▶ _DIRECTIONS_:
Nothing in the entries may be altered; copy them in full.

▶ _DATA TO EXAMINE_:
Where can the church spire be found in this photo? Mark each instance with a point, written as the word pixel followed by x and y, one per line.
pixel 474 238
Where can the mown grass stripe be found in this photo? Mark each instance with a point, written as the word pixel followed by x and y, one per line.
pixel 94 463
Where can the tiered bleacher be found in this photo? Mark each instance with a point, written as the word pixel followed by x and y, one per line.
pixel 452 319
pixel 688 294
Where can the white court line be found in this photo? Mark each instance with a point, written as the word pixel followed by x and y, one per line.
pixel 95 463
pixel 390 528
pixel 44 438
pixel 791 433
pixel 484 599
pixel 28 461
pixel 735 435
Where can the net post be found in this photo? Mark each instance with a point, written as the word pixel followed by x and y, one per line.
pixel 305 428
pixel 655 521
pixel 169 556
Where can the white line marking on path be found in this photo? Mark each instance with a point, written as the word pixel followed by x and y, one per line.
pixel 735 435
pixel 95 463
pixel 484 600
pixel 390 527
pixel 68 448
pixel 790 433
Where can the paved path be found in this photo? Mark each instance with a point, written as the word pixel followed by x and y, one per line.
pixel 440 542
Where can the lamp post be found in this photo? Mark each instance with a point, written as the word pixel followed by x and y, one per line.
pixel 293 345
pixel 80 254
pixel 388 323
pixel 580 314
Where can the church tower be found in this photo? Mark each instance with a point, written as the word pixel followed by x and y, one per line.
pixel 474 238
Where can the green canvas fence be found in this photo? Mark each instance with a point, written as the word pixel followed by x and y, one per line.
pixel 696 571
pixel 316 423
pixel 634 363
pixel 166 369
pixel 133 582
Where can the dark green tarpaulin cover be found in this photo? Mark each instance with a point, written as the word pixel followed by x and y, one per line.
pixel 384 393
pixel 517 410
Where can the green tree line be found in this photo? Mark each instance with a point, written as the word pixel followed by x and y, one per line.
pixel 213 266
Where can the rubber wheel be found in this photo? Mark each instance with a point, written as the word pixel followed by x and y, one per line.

▶ _TASK ANSWER_:
Where can the church spire be found in this photo? Mark each instance with a point, written as the word pixel followed by x and y, one per line.
pixel 474 238
Where can the mown grass stripe be found in this photo? Mark each instance with a point, written as the word pixel followed by x and y, one per line.
pixel 94 463
Where can the tiered bleacher be found in this photo? Mark each instance with a point, written as the word pixel followed by x and y, one per line.
pixel 452 319
pixel 688 294
Where can the white court line be found in this photo? Mark each instance with a point, written as the word pixel followed by x and y, one per line.
pixel 95 463
pixel 390 528
pixel 44 438
pixel 791 433
pixel 484 599
pixel 28 461
pixel 735 435
Where can the net post be found in this photo? Mark each instance with a point, written as the word pixel followed by x and y, one per line.
pixel 305 428
pixel 655 521
pixel 169 556
Where can the white line marking on path be found in this photo? Mark each instance with a point, written as the word pixel followed by x and y, one per line.
pixel 735 435
pixel 95 463
pixel 484 600
pixel 390 527
pixel 68 448
pixel 790 433
Where can the paved path be found in this photo? Mark each instance with a point, written as the word pixel followed by x and y, one per line.
pixel 440 542
Where can the lamp post be found in this photo? Mark each instance with a point, written as the word pixel followed by x and y, one per line.
pixel 293 345
pixel 80 254
pixel 388 323
pixel 580 314
Where can the church tower be found in this photo? Mark each instance with a point, written as the word pixel followed by x and y, one per line.
pixel 474 238
Where can the green canvas fence be found in this photo? Mark each instance with a point, written as the word pixel followed by x and y, one per line.
pixel 696 571
pixel 316 423
pixel 634 363
pixel 166 369
pixel 133 582
Where can the dark green tarpaulin cover be found in this photo? Mark each instance with a point, written as the word pixel followed by x and y, one per line.
pixel 384 393
pixel 517 410
Where can the green tree line be found in this photo? Mark each instance with a point, written as the word pixel followed by x and y, one per line.
pixel 213 266
Where can the rubber wheel be found in this photo? Mark each instance with a point, written as the word pixel followed by x and y, one per line.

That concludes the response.